**DOKUMENTTEXT:**
>>

Bankrecht

Gesetzlichkeitsfiktion der Musterbelehrung

Aktenzeichen  17 U 4614/19

Datum:
16.1.2020
Rechtsgebiet:
Fundstelle:
BeckRS – 2020, 21497
Gerichtsart:
OLG
Gerichtsort:
München
Rechtsweg:
Ordentliche Gerichtsbarkeit
Normen:
EGBGB Art. 247 § 6 Abs. 2

 

Leitsatz

1. Fragen der Aufrechnung gehören nicht zum Belehrungsumfang des Art. 247 § 6 Abs. 2 S. 1 EGBGB. (Rn. 5) (redaktioneller Leitsatz)
2. Ein Widerrufsrecht kann nicht auf einen Verstoß gegen Art. 247 § 6 Abs. 1 S. 1 Nr. 1 EGBGB i.V.m. Art. 247 § 3 Abs. 1 Nr. 8, Abs. 2 S. 1 EGBGB gestützt werden, wenn die zu zahlenden Raten in der Addition um 24 Cent höher sind als der angegebene Darlehensgesamtbetrag, wenn es sich also um eine völlig vernachlässigbare und zugleich offenkundige rechnerische Unrichtigkeit handelt. (Rn. 6) (redaktioneller Leitsatz)

<<

**IHRE AUFGABEN:**
1. Führen Sie alle Feldbezeichnungen im Entscheidungsauszug zur Musterbelehrung auf, die mit einem Doppelpunkt abschließen.
2. Schreiben Sie den Entscheidungsauszug zur Musterbelehrung im Anschluss an seinen letzten Satz weiter.
Die Datensätze werden für die Bearbeitung nicht benötigt.

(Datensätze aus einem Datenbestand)
>>

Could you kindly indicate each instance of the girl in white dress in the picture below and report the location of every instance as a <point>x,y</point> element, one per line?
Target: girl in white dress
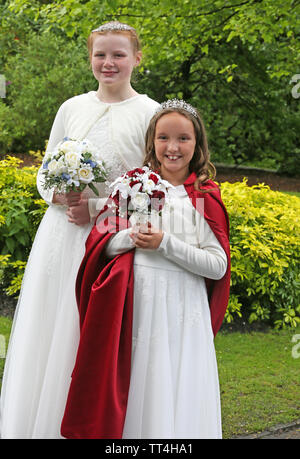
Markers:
<point>45,330</point>
<point>150,346</point>
<point>174,390</point>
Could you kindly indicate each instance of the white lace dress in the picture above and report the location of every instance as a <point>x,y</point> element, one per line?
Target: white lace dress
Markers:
<point>174,388</point>
<point>45,333</point>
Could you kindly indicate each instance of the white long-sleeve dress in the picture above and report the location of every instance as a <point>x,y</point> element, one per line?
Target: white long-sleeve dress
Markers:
<point>45,332</point>
<point>174,387</point>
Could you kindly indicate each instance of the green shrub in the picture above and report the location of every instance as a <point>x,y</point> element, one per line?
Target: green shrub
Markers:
<point>47,70</point>
<point>21,210</point>
<point>265,251</point>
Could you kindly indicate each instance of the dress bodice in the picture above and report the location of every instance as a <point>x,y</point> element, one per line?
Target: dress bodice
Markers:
<point>100,136</point>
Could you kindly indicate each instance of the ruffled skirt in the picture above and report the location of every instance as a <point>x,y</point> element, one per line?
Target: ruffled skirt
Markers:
<point>174,387</point>
<point>45,332</point>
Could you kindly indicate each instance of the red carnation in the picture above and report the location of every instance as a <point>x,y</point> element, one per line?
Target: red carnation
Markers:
<point>134,172</point>
<point>157,200</point>
<point>154,178</point>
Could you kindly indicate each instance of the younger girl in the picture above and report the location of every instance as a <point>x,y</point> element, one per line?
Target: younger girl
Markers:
<point>45,334</point>
<point>153,342</point>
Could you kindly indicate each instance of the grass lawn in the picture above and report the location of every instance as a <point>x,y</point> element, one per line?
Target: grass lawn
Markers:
<point>259,378</point>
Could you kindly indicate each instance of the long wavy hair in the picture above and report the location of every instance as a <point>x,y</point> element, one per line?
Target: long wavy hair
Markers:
<point>200,162</point>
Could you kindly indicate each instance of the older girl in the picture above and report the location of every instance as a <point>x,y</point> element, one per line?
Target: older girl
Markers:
<point>45,333</point>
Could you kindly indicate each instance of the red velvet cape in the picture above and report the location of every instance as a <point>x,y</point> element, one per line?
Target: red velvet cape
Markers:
<point>97,399</point>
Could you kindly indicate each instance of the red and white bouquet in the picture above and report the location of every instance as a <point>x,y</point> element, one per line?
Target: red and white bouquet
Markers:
<point>140,193</point>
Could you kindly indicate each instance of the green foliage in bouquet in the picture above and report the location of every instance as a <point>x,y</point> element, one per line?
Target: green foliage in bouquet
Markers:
<point>265,250</point>
<point>21,210</point>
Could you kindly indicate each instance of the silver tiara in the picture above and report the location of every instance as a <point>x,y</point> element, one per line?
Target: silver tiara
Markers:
<point>176,103</point>
<point>114,25</point>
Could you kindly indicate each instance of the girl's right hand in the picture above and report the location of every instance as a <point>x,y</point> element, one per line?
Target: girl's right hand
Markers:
<point>70,199</point>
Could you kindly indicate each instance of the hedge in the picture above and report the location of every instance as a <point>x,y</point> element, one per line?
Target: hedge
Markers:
<point>264,238</point>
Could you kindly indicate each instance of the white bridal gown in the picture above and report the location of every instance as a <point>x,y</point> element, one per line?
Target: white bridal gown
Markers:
<point>174,388</point>
<point>45,333</point>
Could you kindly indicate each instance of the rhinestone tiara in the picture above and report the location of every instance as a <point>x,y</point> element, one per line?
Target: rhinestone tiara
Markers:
<point>176,103</point>
<point>114,25</point>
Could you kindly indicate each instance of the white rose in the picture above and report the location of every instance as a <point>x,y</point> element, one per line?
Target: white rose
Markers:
<point>67,146</point>
<point>140,202</point>
<point>148,185</point>
<point>85,175</point>
<point>53,167</point>
<point>72,159</point>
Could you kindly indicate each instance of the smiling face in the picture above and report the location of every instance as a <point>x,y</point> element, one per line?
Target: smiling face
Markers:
<point>113,59</point>
<point>174,143</point>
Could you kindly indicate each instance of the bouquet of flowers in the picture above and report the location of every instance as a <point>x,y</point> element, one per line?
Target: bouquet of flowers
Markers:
<point>73,165</point>
<point>140,193</point>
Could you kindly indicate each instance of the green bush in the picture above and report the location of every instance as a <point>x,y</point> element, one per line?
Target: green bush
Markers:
<point>21,210</point>
<point>47,70</point>
<point>265,251</point>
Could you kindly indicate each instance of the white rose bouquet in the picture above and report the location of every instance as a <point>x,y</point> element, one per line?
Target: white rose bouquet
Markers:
<point>73,165</point>
<point>139,193</point>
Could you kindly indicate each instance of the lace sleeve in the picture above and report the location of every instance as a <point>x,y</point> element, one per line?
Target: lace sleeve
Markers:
<point>209,260</point>
<point>121,242</point>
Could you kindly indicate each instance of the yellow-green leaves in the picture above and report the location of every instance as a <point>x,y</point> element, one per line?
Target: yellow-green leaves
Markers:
<point>265,251</point>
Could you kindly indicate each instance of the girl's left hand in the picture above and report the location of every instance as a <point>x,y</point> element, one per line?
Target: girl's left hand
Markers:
<point>79,214</point>
<point>148,239</point>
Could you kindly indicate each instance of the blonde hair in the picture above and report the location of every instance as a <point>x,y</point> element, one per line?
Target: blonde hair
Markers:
<point>200,163</point>
<point>130,33</point>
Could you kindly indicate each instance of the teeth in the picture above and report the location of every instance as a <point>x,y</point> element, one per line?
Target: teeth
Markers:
<point>173,158</point>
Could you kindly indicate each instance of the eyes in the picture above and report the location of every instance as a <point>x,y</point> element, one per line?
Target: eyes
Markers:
<point>114,56</point>
<point>182,138</point>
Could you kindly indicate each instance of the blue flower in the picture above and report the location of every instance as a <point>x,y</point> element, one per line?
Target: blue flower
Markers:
<point>65,176</point>
<point>91,163</point>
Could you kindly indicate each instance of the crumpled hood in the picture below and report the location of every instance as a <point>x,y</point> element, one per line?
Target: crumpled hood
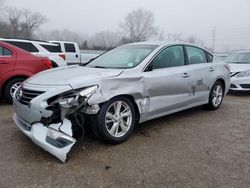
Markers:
<point>239,67</point>
<point>71,75</point>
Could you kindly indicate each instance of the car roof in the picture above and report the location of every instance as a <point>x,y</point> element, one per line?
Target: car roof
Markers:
<point>61,41</point>
<point>243,51</point>
<point>12,47</point>
<point>165,43</point>
<point>28,40</point>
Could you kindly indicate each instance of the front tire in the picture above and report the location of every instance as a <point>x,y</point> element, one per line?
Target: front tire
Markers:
<point>115,121</point>
<point>10,88</point>
<point>216,96</point>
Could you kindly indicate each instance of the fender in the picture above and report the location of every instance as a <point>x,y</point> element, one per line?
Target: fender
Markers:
<point>13,74</point>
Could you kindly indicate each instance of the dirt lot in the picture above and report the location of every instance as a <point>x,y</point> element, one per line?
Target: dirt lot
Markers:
<point>194,148</point>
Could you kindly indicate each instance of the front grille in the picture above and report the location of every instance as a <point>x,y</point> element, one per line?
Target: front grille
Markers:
<point>24,96</point>
<point>245,86</point>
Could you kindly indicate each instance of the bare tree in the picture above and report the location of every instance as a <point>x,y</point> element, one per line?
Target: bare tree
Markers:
<point>105,40</point>
<point>30,22</point>
<point>14,19</point>
<point>23,23</point>
<point>138,26</point>
<point>195,40</point>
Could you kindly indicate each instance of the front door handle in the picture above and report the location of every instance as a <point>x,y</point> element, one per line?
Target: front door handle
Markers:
<point>211,69</point>
<point>4,62</point>
<point>185,75</point>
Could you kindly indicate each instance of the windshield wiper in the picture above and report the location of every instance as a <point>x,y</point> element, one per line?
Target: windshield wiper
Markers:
<point>239,62</point>
<point>101,67</point>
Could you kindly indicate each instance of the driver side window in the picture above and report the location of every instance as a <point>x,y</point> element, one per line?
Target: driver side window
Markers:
<point>170,57</point>
<point>5,52</point>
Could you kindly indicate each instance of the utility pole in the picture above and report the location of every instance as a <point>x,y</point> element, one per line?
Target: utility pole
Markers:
<point>214,39</point>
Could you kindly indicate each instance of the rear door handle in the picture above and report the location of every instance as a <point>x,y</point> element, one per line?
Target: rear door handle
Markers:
<point>185,75</point>
<point>211,69</point>
<point>4,62</point>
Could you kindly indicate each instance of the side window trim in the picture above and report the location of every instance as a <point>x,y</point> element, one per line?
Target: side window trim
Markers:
<point>185,46</point>
<point>149,64</point>
<point>3,49</point>
<point>207,55</point>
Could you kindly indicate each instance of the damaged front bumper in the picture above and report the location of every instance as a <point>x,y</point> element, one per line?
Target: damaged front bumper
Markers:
<point>51,129</point>
<point>53,138</point>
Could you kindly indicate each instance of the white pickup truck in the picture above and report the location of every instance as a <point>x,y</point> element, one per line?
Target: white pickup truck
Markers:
<point>40,48</point>
<point>73,53</point>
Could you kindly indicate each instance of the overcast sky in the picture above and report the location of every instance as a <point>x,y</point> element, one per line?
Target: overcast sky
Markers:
<point>231,18</point>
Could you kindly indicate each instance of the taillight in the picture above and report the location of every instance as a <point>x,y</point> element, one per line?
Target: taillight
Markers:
<point>227,67</point>
<point>62,56</point>
<point>47,62</point>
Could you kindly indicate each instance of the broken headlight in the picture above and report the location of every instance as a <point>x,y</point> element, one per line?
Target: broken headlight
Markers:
<point>74,98</point>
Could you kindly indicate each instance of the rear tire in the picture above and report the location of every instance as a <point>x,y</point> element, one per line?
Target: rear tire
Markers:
<point>216,96</point>
<point>10,88</point>
<point>115,121</point>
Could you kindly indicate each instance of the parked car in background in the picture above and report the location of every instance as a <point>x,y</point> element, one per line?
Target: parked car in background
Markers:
<point>15,66</point>
<point>40,48</point>
<point>220,56</point>
<point>130,84</point>
<point>73,53</point>
<point>239,63</point>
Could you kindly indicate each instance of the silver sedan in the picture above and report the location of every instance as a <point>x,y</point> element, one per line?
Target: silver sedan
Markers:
<point>111,94</point>
<point>239,63</point>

<<

**VORLIEGENDE ANTWORTEN:**
1. Datum, Rechtsgebiet, Fundstelle, Gerichtsart, Gerichtsort, Rechtsweg, Normen

2.
Verfahrensgang

3 O 13790/18 2019-08-09 LGMUENCHENI LG München I

Tenor

1. Die Berufung des Klägers gegen das Urteil des Landgerichts München I vom 09.08.2019, Aktenzeichen 3 O 13790/18, wird zurückgewiesen.
2. Der Kläger hat die Kosten des Berufungsverfahrens zu tragen.
3. Das in Ziffer 1 genannte Urteil des Landgerichts München I und dieser Beschluss sind ohne Sicherheitsleistung vorläufig vollstreckbar. Der Kläger kann die Vollstreckung der Beklagten durch Sicherheitsleistung in Höhe von 110% des vollstreckbaren Betrags abwenden, wenn nicht die Beklagte vor der Vollstreckung Sicherheit in Höhe von 110% des zu vollstreckenden Betrags leistet.
4. Der Streitwert für das Berufungsverfahren wird auf 28.128,78 EUR festgesetzt.

Gründe

I . Der Senat nimmt gemäß § 522 Abs. 2 S. 4 ZPO Bezug auf die tatsächlichen Feststellungen im angefochtenen Urteil des Landgerichts.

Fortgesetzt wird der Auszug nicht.